- **EXERCISE REQUIREMENTS**
Rewrite the items below, swapping "wooden plank" for "timber board" and leaving everything else unchanged.

(Rows from a dataset)
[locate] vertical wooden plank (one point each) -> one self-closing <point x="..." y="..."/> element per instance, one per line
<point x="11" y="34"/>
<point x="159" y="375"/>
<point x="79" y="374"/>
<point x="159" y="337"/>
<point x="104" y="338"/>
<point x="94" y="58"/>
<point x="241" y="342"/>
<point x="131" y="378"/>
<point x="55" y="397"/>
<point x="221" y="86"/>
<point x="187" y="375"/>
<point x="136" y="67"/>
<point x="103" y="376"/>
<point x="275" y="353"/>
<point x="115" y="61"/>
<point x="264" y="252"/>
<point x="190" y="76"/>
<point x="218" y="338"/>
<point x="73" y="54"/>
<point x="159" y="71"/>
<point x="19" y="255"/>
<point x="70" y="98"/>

- **WRITTEN ANSWER**
[locate] vertical timber board (one point each) -> one self-closing <point x="..." y="..."/> element per instance, one per line
<point x="11" y="34"/>
<point x="159" y="375"/>
<point x="79" y="374"/>
<point x="159" y="337"/>
<point x="104" y="338"/>
<point x="94" y="58"/>
<point x="241" y="342"/>
<point x="131" y="378"/>
<point x="55" y="397"/>
<point x="221" y="86"/>
<point x="187" y="375"/>
<point x="136" y="67"/>
<point x="103" y="376"/>
<point x="275" y="353"/>
<point x="115" y="61"/>
<point x="264" y="252"/>
<point x="190" y="76"/>
<point x="218" y="338"/>
<point x="73" y="54"/>
<point x="159" y="71"/>
<point x="19" y="255"/>
<point x="70" y="98"/>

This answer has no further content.